JP2017061811A - Seismic reinforcement method of building - Google Patents

Abstract

PROBLEM TO BE SOLVED: To provide a seismic reinforcement method of a building capable of largely saving field-work.SOLUTION: There is provided a seismic reinforcement method of a building which includes the steps of: forming a brace unit 5 by connecting the upper ends of a pair of reinforcement braces 1 which are disposed in inverted V-shape to an upper steel beam 2; disposing the brace unit 5 in a frame between a pair of pillars 6; joining both ends of the upper steel beam 2 to the pillar 6 with bolts; and joining the lower ends of the pair of reinforcement braces 1 to a lower beam 8 and/or the pillar 6.SELECTED DRAWING: Figure 1

Description

  The present invention relates to a seismic reinforcement method for increasing the earthquake resistance (vibration resistance) of a building that is installed on a building surface.

* Data provided:

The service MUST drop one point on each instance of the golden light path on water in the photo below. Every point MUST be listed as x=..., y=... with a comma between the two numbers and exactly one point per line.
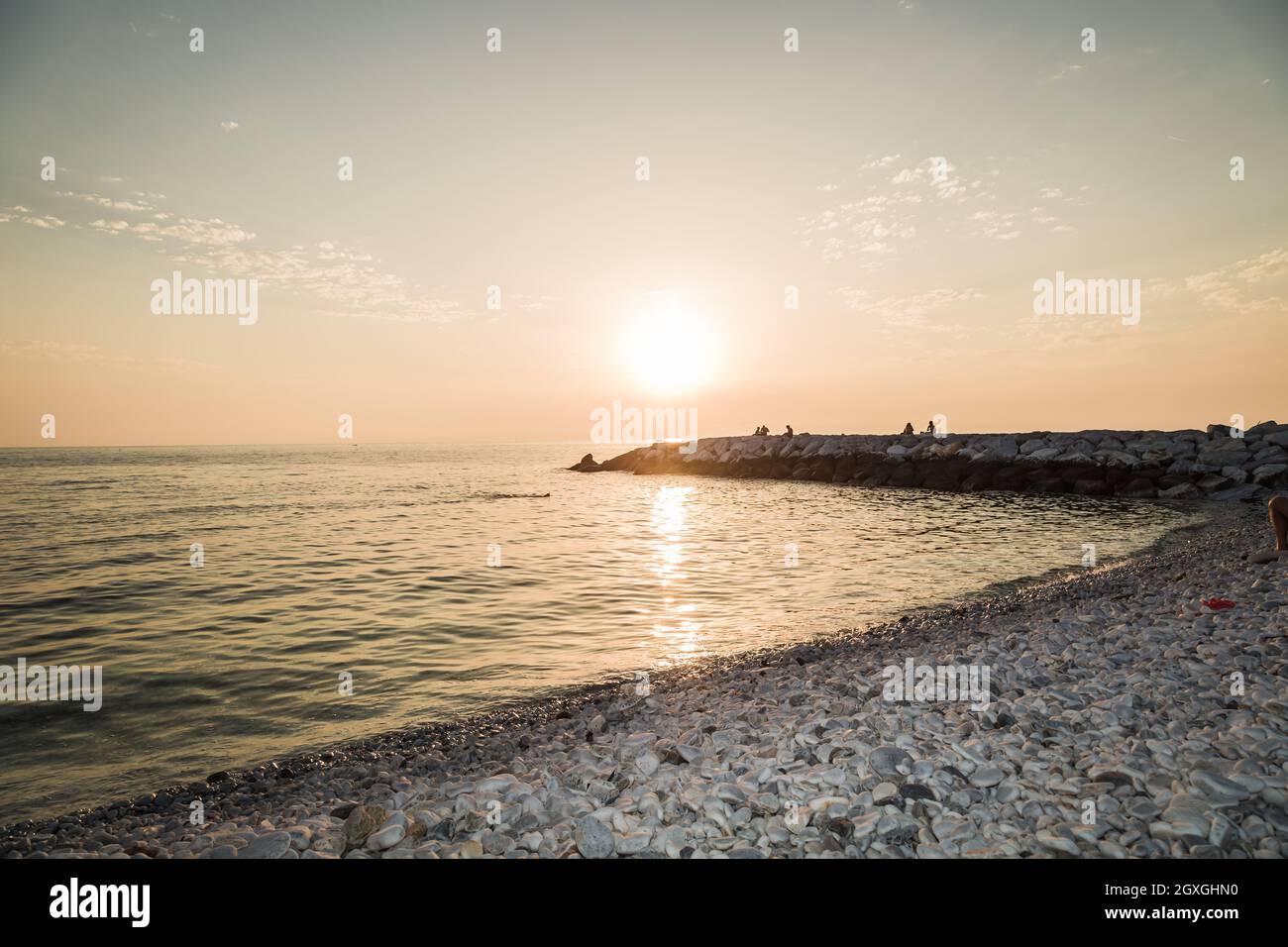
x=678, y=631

* Exercise: Write out verbatim the passage of the seismic reinforcement text that begins with the words "The present invention" and ends with "a building surface.".

* Final result:
The present invention relates to a seismic reinforcement method for increasing the earthquake resistance (vibration resistance) of a building that is installed on a building surface.